REQUIRED TASK
Take everything from the line containing "identify the small" down to the last of the lines below and write it out again, substituting "occurrence" for "instance" and leaving everything else unchanged.

Stored entries

• • • • • • •

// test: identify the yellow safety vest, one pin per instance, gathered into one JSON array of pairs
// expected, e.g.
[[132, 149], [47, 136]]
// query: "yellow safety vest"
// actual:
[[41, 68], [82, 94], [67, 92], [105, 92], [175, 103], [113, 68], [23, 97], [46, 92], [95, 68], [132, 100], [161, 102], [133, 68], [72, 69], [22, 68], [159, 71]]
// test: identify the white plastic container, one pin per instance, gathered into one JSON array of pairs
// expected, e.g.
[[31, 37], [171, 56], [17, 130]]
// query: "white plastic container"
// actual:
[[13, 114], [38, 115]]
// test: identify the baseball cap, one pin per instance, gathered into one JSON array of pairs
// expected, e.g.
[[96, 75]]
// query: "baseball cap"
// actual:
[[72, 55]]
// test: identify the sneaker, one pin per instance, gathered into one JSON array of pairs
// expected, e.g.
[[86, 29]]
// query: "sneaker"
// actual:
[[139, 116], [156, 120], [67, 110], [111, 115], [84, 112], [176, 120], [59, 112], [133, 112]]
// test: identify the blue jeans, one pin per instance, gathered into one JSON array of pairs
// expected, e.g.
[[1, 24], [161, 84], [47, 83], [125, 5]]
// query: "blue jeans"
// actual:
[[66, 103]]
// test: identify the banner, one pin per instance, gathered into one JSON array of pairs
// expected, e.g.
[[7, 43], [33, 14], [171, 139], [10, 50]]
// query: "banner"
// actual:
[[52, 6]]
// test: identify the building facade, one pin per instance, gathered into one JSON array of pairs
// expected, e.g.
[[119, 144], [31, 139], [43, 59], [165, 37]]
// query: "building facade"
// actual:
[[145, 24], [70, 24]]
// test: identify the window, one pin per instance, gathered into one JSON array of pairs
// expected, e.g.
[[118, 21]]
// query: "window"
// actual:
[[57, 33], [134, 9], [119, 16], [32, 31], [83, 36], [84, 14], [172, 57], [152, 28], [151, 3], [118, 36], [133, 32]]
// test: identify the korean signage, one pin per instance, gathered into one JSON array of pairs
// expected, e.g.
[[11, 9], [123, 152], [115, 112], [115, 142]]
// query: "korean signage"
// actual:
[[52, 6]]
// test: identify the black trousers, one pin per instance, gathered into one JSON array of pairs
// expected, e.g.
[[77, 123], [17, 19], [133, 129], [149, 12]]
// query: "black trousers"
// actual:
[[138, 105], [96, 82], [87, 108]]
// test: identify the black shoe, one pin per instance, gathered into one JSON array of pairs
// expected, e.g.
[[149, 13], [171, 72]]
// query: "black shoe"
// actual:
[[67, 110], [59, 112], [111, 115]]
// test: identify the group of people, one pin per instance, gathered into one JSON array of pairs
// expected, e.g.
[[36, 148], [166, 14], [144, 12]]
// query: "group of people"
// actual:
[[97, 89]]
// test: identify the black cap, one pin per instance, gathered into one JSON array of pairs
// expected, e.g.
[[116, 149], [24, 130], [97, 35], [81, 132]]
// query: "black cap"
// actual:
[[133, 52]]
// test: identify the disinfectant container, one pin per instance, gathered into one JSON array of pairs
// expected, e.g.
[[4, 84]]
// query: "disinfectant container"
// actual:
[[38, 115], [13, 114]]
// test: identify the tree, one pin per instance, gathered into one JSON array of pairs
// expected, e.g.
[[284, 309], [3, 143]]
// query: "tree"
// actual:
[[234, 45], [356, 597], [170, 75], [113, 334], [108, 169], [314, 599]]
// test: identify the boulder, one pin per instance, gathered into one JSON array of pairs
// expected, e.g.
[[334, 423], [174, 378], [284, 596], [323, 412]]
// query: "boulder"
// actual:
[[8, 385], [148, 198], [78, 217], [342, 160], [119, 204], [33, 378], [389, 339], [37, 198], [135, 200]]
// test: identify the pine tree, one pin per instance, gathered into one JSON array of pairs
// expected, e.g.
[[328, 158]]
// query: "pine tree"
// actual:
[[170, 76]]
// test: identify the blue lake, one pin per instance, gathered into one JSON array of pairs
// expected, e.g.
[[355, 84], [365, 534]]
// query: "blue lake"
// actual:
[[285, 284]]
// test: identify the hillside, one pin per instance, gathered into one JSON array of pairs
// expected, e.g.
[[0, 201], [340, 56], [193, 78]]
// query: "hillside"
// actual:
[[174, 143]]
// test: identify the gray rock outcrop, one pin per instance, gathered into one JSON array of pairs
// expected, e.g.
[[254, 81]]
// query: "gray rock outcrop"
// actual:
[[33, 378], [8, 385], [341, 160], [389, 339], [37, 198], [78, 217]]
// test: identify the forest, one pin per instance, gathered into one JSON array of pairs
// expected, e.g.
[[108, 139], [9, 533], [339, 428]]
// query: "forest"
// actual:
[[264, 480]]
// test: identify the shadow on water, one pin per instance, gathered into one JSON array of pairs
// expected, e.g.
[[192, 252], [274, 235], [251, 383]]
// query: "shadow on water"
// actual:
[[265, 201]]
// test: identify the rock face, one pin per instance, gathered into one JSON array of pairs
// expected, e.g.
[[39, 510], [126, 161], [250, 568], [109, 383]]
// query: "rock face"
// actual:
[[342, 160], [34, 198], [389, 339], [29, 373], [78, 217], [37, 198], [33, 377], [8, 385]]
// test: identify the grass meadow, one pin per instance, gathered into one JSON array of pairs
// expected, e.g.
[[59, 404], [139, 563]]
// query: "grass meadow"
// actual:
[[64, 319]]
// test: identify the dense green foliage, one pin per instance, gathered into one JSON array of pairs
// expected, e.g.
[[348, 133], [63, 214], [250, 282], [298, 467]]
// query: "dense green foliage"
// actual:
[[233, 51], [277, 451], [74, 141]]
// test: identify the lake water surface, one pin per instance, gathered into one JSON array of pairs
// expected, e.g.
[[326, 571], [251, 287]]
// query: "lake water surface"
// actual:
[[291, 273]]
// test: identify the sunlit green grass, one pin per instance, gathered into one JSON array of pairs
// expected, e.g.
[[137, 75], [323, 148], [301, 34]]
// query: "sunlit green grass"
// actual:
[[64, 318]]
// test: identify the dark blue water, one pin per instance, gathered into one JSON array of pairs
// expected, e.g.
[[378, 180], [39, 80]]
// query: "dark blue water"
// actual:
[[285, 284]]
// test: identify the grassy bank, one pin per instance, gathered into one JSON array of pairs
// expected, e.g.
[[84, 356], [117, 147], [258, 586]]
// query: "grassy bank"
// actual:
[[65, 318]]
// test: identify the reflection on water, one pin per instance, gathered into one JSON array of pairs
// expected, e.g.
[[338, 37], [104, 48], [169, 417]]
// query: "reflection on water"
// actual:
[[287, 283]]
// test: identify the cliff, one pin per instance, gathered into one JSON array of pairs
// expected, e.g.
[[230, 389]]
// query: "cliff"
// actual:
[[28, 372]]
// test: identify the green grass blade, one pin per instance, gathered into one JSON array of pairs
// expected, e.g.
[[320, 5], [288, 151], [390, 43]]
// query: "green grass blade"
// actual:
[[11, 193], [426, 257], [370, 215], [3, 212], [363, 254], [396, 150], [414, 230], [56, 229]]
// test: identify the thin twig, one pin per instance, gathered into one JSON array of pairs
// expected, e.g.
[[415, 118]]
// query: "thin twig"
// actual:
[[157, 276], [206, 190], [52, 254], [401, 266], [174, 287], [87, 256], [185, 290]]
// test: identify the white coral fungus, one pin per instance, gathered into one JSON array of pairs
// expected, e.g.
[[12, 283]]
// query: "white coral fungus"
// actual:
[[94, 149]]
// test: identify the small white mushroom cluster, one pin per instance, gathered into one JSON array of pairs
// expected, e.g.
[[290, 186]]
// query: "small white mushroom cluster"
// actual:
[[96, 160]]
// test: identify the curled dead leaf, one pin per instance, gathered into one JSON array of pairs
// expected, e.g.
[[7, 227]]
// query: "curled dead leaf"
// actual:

• • • • • • •

COMPLETE OUTPUT
// test: identify the small white mushroom cluster, one pin per occurrence, gathered into one JSON array of pairs
// expected, e.g.
[[290, 186]]
// query: "small white mushroom cluster"
// actual:
[[96, 160]]
// test: identify the curled dead leaf, one pin per occurrence, gathered into one JSON array of pairs
// expected, e.g.
[[7, 227]]
// query: "curled dead leaf"
// actual:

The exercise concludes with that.